** BEGIN Record set **

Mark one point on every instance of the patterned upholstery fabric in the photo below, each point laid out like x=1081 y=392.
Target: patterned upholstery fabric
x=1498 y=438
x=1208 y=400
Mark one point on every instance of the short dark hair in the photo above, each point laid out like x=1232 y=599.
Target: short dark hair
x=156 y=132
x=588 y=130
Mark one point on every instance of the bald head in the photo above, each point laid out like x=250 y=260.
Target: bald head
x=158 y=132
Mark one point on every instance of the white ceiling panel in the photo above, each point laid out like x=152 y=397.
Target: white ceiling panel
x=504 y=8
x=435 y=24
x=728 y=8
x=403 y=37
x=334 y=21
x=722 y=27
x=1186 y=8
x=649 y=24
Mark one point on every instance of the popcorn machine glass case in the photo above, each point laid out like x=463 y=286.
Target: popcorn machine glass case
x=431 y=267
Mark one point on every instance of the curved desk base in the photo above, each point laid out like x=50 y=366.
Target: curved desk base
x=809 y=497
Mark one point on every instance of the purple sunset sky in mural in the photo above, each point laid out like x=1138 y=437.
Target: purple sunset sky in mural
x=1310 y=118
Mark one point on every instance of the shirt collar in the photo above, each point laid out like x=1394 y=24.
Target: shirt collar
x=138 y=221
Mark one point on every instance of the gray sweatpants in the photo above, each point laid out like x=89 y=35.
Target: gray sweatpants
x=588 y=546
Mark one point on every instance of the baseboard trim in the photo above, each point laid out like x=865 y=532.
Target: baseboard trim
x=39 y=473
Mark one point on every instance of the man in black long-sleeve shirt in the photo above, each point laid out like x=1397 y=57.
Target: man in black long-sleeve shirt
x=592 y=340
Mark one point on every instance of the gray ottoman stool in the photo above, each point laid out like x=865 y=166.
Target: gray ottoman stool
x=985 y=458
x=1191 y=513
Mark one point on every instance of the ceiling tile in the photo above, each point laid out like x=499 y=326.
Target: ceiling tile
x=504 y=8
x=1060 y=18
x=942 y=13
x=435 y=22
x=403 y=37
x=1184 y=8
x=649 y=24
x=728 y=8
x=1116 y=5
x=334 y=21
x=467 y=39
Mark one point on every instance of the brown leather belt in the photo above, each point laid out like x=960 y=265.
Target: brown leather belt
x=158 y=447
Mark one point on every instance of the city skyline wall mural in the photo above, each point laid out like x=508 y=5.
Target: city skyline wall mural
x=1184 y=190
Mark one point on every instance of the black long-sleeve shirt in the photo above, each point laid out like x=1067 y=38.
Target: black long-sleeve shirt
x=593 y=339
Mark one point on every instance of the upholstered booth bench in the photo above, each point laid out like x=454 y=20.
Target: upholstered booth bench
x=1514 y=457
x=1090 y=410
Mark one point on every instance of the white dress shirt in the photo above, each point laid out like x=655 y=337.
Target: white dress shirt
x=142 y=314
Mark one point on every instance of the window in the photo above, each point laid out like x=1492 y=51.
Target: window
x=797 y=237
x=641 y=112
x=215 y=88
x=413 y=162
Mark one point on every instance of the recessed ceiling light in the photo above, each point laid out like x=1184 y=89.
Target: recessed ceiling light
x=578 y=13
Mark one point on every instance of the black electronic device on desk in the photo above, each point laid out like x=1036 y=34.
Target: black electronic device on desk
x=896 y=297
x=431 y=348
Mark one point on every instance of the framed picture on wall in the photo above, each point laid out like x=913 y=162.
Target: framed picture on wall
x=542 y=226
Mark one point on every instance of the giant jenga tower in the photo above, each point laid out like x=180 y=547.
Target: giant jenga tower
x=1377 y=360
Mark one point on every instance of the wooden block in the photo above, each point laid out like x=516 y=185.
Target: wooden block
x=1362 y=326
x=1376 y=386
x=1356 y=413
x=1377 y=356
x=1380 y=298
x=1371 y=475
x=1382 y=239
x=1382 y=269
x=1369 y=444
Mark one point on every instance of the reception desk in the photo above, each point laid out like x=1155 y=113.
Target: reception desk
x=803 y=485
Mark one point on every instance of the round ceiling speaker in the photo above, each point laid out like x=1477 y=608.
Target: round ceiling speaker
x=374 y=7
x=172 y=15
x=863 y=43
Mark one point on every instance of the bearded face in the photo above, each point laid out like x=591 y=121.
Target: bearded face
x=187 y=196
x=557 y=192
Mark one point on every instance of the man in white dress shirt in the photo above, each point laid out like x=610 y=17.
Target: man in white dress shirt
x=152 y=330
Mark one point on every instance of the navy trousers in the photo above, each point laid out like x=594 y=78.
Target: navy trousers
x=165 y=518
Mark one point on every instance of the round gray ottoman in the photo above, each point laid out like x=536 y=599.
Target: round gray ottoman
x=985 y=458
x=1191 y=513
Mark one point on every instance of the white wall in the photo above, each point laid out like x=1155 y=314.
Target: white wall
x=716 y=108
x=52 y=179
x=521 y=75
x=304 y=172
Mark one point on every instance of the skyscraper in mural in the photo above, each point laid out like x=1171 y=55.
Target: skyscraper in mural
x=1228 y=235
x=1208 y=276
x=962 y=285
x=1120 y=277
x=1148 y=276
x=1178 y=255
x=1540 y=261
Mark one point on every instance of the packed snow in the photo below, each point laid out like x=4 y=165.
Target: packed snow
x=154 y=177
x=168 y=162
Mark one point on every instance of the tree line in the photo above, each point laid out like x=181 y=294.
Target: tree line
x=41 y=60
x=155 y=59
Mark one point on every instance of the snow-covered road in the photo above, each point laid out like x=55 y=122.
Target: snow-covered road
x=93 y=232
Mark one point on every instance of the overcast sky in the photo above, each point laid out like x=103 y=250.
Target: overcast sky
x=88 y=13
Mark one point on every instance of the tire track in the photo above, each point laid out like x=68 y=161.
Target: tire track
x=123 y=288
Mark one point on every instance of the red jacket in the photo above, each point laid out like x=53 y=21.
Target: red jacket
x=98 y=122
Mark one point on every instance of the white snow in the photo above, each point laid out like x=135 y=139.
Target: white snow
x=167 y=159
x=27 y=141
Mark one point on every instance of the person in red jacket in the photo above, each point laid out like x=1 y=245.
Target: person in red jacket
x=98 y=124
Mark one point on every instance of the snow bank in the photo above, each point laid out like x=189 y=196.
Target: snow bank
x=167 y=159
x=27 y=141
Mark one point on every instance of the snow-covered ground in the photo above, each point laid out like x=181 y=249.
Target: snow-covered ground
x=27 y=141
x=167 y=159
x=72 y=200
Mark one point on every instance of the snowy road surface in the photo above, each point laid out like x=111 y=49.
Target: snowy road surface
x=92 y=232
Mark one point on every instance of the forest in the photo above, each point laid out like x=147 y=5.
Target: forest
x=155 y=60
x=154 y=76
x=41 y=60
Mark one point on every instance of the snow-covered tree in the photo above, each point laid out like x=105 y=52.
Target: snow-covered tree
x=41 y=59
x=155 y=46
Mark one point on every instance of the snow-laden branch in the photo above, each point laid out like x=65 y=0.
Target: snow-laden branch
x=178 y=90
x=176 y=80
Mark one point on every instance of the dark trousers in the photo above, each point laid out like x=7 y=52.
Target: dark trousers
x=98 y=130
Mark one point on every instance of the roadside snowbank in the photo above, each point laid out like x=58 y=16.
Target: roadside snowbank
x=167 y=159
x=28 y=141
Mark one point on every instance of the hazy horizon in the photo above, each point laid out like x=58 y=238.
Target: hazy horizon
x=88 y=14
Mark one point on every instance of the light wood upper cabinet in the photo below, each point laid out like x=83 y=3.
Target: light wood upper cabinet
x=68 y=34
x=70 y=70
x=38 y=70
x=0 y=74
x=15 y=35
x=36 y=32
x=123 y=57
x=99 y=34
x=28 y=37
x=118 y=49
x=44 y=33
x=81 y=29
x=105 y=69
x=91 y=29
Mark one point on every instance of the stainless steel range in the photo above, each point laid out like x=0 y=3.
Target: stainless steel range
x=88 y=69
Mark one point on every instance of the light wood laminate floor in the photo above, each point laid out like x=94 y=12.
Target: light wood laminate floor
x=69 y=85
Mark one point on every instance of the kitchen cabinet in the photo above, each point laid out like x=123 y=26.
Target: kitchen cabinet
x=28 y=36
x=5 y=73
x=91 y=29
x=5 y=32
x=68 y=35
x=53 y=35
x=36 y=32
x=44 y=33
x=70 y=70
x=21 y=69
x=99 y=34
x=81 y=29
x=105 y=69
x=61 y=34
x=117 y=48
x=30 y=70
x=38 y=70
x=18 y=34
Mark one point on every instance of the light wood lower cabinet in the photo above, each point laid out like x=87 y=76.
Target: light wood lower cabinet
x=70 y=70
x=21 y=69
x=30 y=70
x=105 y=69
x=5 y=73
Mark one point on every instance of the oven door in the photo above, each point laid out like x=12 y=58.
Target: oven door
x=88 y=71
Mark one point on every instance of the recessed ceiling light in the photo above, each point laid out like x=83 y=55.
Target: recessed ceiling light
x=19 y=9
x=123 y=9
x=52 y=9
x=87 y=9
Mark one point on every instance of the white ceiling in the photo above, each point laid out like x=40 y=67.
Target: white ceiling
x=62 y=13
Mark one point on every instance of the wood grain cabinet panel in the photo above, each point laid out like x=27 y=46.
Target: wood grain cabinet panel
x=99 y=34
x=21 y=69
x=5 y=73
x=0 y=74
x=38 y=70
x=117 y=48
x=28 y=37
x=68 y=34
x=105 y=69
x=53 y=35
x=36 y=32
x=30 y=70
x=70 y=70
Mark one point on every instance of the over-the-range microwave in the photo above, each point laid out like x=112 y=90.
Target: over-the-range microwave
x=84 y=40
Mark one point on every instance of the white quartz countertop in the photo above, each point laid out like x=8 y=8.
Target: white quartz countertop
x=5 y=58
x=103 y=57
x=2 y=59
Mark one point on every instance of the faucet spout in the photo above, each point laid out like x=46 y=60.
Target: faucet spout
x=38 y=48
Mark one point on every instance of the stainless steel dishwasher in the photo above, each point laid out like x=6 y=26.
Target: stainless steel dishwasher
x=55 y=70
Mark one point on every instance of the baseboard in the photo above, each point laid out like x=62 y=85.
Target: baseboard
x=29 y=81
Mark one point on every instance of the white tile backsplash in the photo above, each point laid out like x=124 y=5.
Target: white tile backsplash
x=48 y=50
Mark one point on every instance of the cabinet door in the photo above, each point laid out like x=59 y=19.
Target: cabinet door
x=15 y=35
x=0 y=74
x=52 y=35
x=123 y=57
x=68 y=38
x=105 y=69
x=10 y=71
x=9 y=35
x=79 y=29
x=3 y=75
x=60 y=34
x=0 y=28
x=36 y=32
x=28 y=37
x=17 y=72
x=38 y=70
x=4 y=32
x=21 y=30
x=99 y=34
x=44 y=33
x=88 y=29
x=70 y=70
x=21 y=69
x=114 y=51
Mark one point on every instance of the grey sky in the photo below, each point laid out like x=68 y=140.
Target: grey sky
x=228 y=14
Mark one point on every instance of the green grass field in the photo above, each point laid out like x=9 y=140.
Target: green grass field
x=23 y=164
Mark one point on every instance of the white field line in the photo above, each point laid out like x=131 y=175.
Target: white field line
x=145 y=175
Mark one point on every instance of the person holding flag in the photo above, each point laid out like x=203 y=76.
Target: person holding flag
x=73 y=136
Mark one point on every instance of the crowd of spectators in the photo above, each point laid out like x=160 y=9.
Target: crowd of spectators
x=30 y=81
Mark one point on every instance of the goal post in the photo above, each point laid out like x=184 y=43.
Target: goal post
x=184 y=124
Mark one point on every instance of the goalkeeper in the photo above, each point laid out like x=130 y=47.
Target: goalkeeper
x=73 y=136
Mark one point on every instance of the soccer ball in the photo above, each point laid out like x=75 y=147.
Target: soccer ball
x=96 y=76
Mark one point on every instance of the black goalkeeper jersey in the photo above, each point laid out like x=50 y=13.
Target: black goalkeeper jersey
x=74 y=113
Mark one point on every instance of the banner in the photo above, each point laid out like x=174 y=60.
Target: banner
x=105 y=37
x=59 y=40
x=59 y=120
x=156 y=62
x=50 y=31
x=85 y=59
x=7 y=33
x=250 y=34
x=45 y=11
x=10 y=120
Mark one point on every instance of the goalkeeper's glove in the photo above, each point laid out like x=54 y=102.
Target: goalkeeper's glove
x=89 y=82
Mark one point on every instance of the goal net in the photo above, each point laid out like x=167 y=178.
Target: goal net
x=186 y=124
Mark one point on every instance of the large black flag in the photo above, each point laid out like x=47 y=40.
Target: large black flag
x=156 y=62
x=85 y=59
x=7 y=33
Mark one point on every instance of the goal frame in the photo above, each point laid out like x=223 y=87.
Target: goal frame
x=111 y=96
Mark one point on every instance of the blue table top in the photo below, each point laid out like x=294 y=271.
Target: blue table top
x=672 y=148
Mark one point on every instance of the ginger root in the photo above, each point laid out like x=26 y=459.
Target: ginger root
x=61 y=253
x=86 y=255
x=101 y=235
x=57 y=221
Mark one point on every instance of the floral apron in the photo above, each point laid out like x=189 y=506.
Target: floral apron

** END Record set **

▸ **Exercise goal**
Set down, word for word, the part of the records above that opens with their first line and closes with the line containing "x=138 y=221". Both of those lines are included.

▸ **Full response**
Mark one point on every instance of the patterned upholstery fabric in the photo below, each point laid out like x=1081 y=392.
Target: patterned upholstery fabric
x=1498 y=438
x=1208 y=400
Mark one point on every instance of the short dark hair in the photo above, each point laid out like x=1232 y=599.
Target: short dark hair
x=156 y=132
x=588 y=130
Mark one point on every instance of the bald head in the photo above, each point laid out like x=250 y=260.
Target: bald head
x=158 y=132
Mark one point on every instance of the white ceiling panel in the photo above, each point laid out like x=152 y=397.
Target: white ceiling panel
x=504 y=8
x=435 y=24
x=728 y=8
x=403 y=37
x=334 y=21
x=722 y=27
x=1186 y=8
x=649 y=24
Mark one point on every instance of the popcorn machine glass case in the photo above, each point laid out like x=463 y=286.
Target: popcorn machine glass case
x=431 y=267
Mark one point on every instance of the curved desk base in the photo above, each point laid out like x=50 y=366.
Target: curved desk base
x=809 y=497
Mark one point on every instance of the purple sunset sky in mural in the photo above, each point laid out like x=1138 y=437.
Target: purple sunset sky in mural
x=1310 y=118
Mark one point on every instance of the shirt collar in the photo above, each point laid out like x=1394 y=24.
Target: shirt collar
x=138 y=221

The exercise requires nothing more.